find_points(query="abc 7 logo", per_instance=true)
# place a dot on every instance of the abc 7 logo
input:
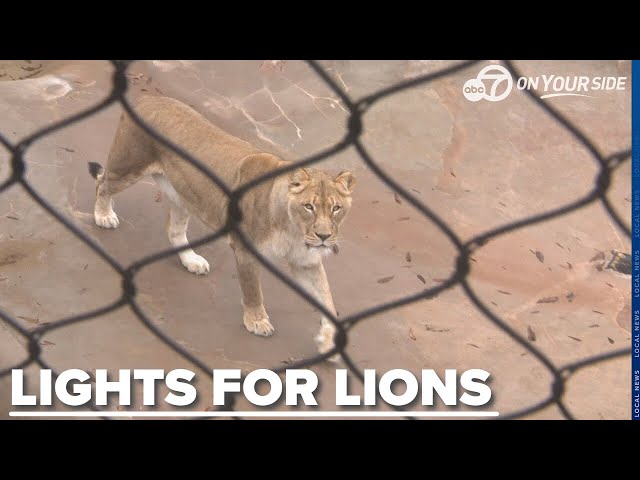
(474, 89)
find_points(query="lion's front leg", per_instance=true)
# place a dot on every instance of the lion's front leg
(255, 317)
(313, 279)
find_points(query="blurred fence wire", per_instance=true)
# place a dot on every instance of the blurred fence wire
(357, 109)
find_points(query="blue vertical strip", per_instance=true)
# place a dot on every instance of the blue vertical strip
(635, 240)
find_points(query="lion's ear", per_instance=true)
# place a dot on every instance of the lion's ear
(345, 181)
(298, 180)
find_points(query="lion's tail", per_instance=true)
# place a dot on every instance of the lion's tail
(95, 169)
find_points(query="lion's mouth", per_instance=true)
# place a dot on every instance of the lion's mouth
(324, 247)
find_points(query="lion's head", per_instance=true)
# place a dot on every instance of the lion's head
(318, 204)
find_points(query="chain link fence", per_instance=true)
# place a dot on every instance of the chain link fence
(561, 374)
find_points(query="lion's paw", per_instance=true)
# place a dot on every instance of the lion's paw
(109, 220)
(261, 326)
(194, 263)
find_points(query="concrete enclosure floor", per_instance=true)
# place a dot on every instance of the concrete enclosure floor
(476, 165)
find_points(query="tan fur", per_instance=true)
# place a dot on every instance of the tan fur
(294, 217)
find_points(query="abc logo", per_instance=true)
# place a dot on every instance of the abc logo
(475, 90)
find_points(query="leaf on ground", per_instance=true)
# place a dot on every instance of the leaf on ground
(29, 319)
(386, 279)
(531, 335)
(548, 300)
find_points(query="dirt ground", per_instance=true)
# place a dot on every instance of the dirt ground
(476, 165)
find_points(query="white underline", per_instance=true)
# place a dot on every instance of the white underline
(253, 414)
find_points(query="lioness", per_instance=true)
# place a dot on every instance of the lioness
(294, 217)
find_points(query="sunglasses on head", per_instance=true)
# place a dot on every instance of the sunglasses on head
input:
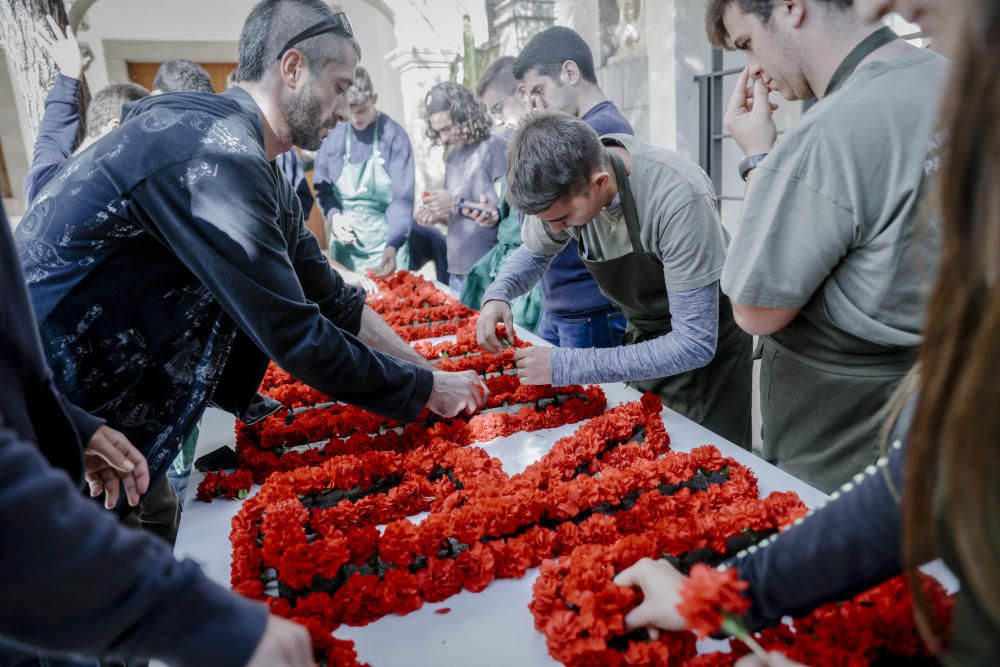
(337, 23)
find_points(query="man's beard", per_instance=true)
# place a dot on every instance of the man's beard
(304, 115)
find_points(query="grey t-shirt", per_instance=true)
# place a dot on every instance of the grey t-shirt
(678, 220)
(470, 172)
(834, 222)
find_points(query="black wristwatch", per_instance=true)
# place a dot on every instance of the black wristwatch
(750, 163)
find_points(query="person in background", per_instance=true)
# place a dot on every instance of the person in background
(182, 76)
(474, 167)
(645, 223)
(60, 125)
(934, 494)
(830, 265)
(556, 68)
(364, 181)
(499, 91)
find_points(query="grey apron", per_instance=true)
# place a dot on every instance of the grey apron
(822, 389)
(717, 396)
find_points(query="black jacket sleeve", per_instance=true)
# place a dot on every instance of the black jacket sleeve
(56, 135)
(847, 546)
(80, 582)
(230, 232)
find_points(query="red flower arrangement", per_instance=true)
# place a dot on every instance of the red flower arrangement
(264, 447)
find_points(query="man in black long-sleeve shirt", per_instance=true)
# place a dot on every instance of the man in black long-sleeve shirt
(169, 261)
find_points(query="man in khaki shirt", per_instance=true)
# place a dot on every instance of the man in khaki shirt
(830, 263)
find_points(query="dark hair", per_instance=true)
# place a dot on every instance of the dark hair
(469, 116)
(548, 50)
(716, 29)
(953, 457)
(106, 105)
(269, 26)
(179, 76)
(551, 155)
(498, 75)
(362, 88)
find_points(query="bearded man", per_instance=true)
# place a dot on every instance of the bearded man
(168, 262)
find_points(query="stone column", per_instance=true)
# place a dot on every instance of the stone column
(517, 21)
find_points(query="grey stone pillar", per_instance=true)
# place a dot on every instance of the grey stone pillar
(677, 49)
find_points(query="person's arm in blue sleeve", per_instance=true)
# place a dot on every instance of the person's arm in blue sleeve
(399, 165)
(80, 582)
(57, 134)
(226, 230)
(329, 164)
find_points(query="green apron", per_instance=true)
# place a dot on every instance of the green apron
(822, 390)
(365, 191)
(527, 308)
(717, 396)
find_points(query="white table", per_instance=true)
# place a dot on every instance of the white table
(493, 627)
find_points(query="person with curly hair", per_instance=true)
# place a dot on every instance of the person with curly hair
(473, 170)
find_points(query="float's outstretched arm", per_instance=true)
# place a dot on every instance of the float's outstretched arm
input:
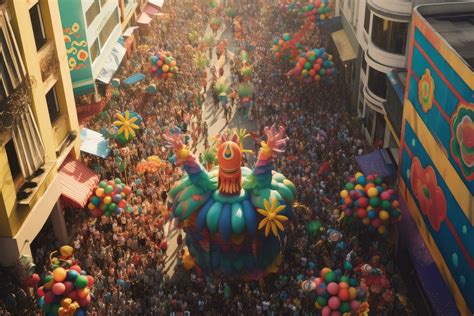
(184, 157)
(273, 146)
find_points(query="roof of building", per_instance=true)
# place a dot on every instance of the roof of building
(455, 23)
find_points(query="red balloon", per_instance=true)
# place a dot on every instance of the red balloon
(90, 280)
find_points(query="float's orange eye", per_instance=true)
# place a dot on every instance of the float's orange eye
(228, 152)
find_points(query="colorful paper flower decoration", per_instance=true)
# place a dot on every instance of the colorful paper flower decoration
(126, 125)
(272, 220)
(430, 196)
(426, 91)
(462, 140)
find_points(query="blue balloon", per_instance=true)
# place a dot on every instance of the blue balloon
(225, 224)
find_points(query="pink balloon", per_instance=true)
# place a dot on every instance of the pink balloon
(333, 288)
(58, 288)
(326, 311)
(84, 302)
(69, 287)
(355, 305)
(334, 303)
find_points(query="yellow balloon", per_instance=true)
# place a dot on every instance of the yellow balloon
(344, 194)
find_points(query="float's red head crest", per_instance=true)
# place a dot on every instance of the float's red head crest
(229, 157)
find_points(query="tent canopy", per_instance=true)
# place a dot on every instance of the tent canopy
(344, 47)
(113, 62)
(94, 143)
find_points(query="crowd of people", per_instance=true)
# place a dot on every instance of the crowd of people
(128, 254)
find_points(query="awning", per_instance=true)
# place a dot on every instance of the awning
(156, 3)
(344, 47)
(94, 143)
(129, 31)
(144, 18)
(77, 181)
(134, 79)
(377, 162)
(113, 62)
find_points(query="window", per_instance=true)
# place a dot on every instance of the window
(389, 35)
(92, 12)
(108, 28)
(38, 27)
(13, 163)
(95, 50)
(53, 105)
(377, 83)
(364, 64)
(367, 19)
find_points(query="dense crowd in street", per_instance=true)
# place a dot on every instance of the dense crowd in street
(128, 254)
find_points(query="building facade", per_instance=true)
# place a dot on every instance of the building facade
(38, 123)
(436, 162)
(378, 31)
(93, 38)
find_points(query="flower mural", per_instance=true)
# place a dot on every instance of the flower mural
(426, 91)
(462, 139)
(76, 48)
(427, 192)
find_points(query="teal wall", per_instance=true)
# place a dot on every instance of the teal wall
(77, 48)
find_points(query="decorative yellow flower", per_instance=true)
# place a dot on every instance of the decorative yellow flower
(272, 220)
(126, 124)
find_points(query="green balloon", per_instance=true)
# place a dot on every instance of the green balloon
(330, 277)
(374, 201)
(81, 281)
(109, 189)
(322, 301)
(344, 308)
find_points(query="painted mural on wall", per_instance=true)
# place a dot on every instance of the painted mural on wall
(76, 47)
(445, 104)
(75, 38)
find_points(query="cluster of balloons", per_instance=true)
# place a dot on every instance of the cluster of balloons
(371, 201)
(336, 294)
(162, 66)
(65, 291)
(317, 10)
(314, 65)
(110, 197)
(284, 48)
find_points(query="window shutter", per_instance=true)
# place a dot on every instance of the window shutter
(28, 145)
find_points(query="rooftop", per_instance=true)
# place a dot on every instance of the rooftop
(455, 23)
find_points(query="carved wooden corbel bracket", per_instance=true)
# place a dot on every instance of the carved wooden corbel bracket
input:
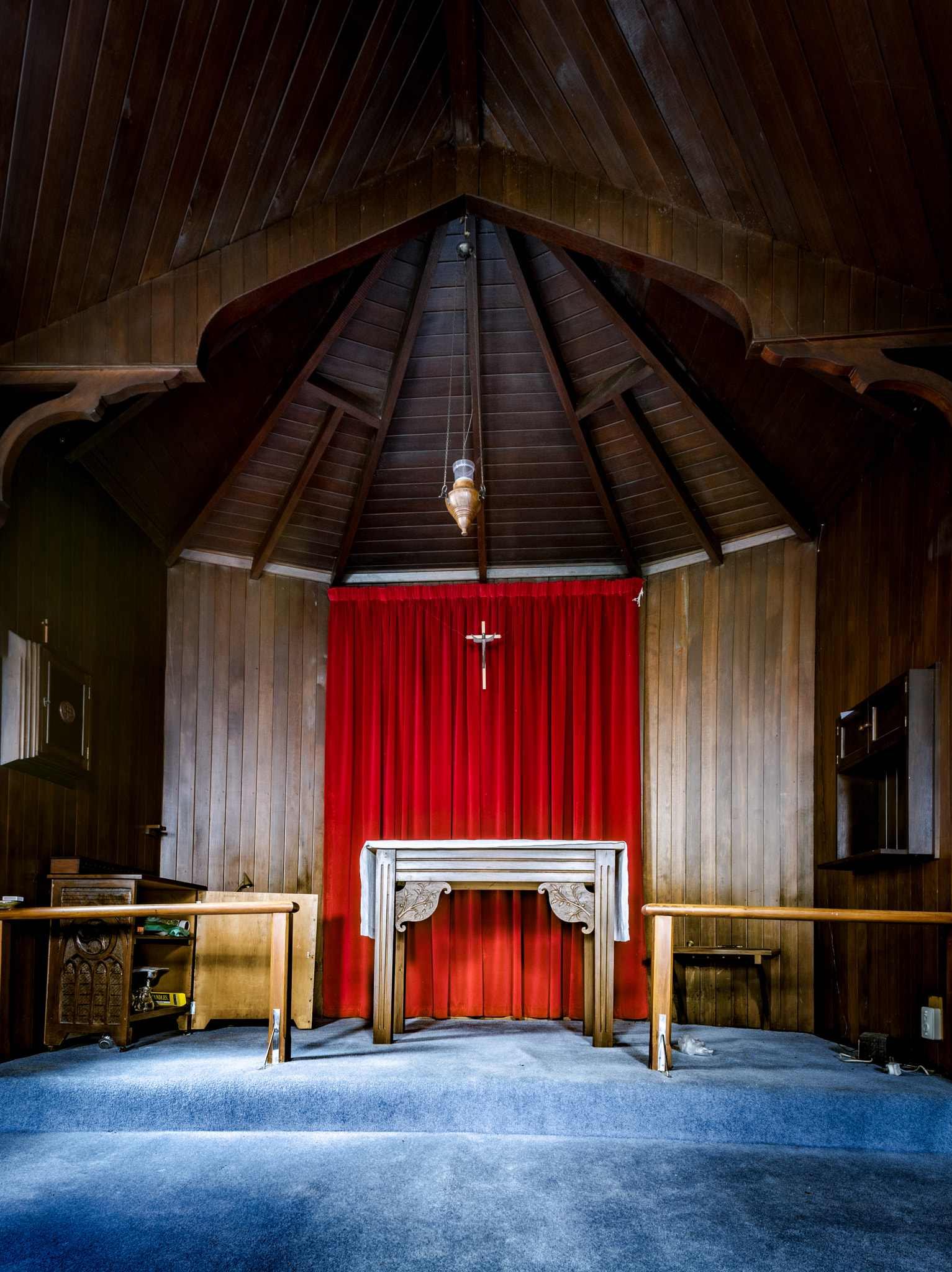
(417, 901)
(866, 363)
(84, 394)
(573, 904)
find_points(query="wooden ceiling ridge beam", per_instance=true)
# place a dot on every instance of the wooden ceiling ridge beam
(650, 345)
(664, 466)
(398, 370)
(463, 63)
(296, 373)
(308, 466)
(533, 306)
(476, 387)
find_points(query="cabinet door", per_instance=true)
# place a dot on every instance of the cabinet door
(887, 707)
(853, 732)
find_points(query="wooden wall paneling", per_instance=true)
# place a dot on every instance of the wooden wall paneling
(728, 765)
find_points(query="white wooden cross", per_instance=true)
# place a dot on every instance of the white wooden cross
(482, 642)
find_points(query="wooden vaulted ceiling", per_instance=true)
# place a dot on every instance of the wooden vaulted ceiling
(622, 422)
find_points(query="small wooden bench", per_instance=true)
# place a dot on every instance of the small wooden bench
(684, 955)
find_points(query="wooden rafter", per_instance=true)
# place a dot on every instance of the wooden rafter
(295, 375)
(618, 382)
(312, 458)
(663, 465)
(463, 58)
(327, 393)
(533, 307)
(477, 392)
(404, 348)
(659, 357)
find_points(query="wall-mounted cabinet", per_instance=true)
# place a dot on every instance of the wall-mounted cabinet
(887, 775)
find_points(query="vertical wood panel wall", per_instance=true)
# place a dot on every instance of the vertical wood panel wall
(69, 555)
(884, 606)
(244, 729)
(728, 767)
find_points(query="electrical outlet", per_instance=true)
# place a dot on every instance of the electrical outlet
(932, 1023)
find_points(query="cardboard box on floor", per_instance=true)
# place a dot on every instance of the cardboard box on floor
(233, 961)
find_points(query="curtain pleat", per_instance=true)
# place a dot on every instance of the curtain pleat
(416, 751)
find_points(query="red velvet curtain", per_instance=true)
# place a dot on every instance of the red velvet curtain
(416, 751)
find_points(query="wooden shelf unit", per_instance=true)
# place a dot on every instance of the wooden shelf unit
(887, 775)
(89, 973)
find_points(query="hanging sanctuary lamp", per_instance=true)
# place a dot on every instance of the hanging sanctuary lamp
(465, 500)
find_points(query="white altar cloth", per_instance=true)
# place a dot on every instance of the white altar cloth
(368, 871)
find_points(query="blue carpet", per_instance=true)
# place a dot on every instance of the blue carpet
(484, 1078)
(281, 1201)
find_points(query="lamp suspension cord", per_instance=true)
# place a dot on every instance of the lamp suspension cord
(449, 406)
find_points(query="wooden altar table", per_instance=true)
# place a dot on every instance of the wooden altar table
(402, 882)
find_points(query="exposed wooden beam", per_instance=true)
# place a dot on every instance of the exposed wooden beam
(472, 278)
(532, 303)
(663, 465)
(404, 348)
(312, 458)
(618, 382)
(463, 61)
(337, 396)
(295, 375)
(107, 430)
(668, 368)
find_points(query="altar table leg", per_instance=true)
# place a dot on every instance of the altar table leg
(399, 983)
(280, 995)
(384, 944)
(661, 970)
(603, 1029)
(589, 984)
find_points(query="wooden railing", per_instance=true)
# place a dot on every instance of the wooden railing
(663, 948)
(280, 991)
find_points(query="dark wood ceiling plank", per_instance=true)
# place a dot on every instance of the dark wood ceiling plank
(728, 84)
(905, 63)
(124, 27)
(560, 378)
(702, 101)
(29, 149)
(538, 98)
(476, 361)
(828, 66)
(177, 145)
(13, 40)
(602, 114)
(375, 71)
(320, 73)
(82, 47)
(647, 439)
(295, 375)
(637, 71)
(618, 382)
(409, 335)
(313, 457)
(654, 350)
(179, 27)
(873, 92)
(463, 64)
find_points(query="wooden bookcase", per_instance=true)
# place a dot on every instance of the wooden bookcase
(887, 775)
(89, 973)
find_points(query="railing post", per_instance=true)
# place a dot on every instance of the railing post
(280, 995)
(661, 973)
(4, 990)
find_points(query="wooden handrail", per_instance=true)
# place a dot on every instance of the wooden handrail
(280, 989)
(801, 914)
(663, 948)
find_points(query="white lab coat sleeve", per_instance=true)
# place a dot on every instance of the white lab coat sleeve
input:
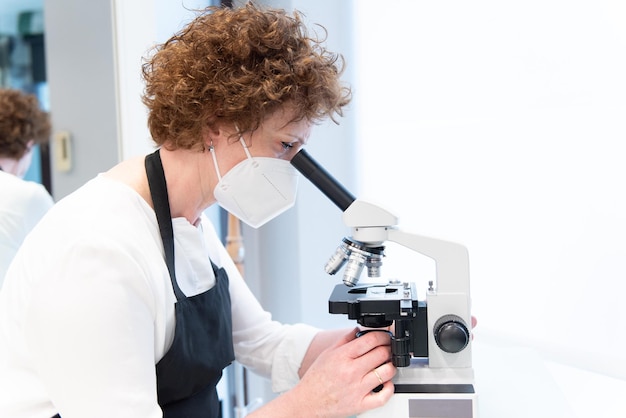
(90, 333)
(267, 347)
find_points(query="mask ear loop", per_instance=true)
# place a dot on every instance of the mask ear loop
(243, 142)
(217, 170)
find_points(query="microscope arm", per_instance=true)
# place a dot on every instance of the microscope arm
(373, 225)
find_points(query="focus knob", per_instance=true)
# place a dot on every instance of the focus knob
(451, 333)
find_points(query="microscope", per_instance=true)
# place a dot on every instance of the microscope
(431, 341)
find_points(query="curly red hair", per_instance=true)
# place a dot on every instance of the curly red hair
(21, 121)
(238, 66)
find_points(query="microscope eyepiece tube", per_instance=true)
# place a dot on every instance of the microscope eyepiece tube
(327, 184)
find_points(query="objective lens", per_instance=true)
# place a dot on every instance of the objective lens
(353, 270)
(337, 260)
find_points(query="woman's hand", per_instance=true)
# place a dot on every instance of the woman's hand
(341, 381)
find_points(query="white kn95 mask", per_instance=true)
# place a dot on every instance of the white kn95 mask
(258, 189)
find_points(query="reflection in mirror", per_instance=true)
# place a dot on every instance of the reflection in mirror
(22, 66)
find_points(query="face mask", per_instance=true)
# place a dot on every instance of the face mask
(257, 189)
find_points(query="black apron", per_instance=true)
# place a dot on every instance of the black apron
(188, 373)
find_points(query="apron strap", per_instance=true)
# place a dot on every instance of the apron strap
(160, 200)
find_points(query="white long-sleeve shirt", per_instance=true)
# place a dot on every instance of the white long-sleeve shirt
(22, 204)
(87, 309)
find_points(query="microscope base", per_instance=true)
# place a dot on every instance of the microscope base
(429, 401)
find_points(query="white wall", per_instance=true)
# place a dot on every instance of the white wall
(501, 126)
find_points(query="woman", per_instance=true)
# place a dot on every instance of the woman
(134, 307)
(22, 125)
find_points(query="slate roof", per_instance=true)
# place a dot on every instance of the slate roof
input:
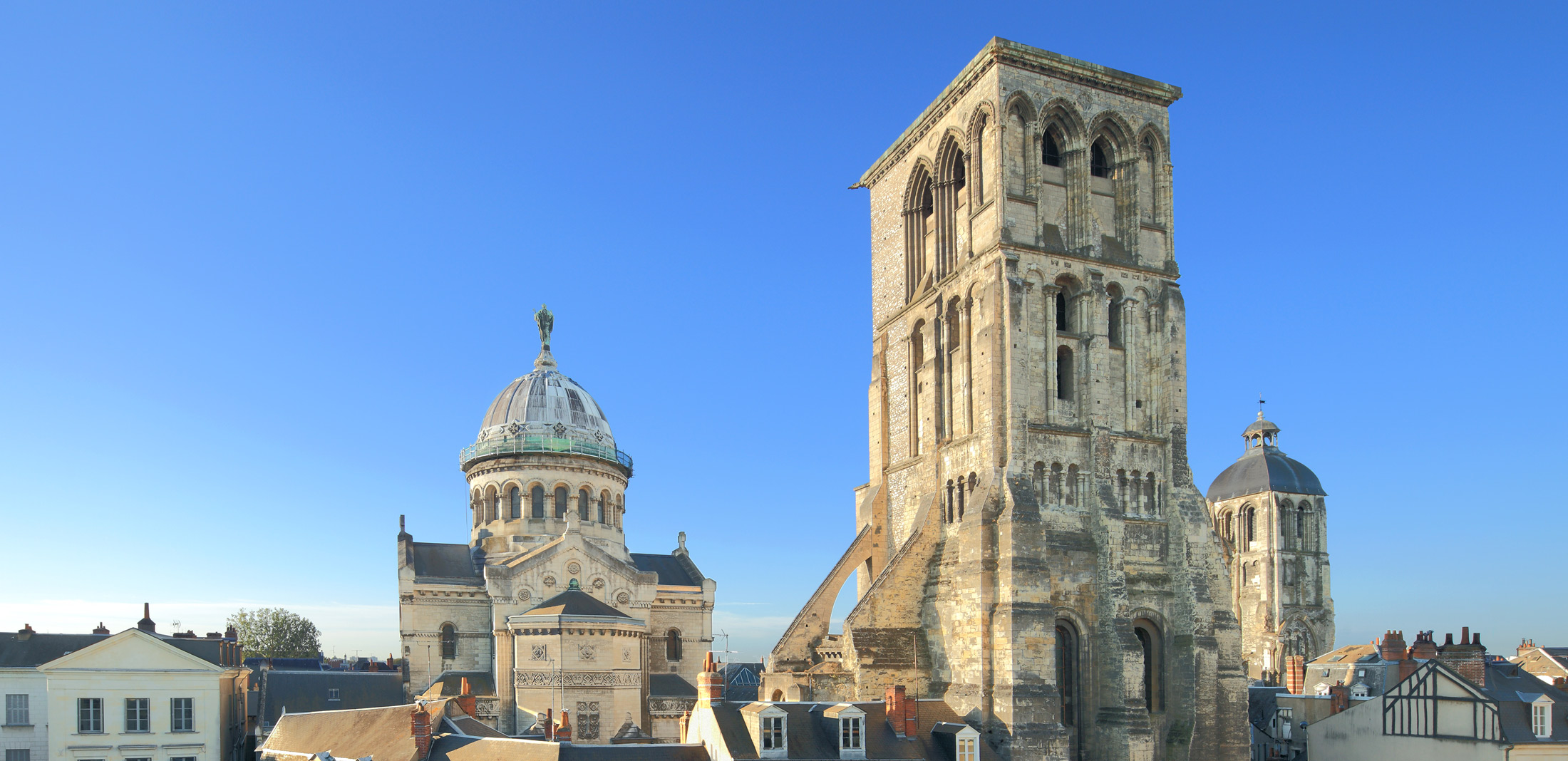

__________

## Work instructions
From the entries, report each line that includes the word "sunglasses".

## Task response
find_points(query="sunglasses on head", per_instance=true)
# place a dot on every instance of the sunglasses on head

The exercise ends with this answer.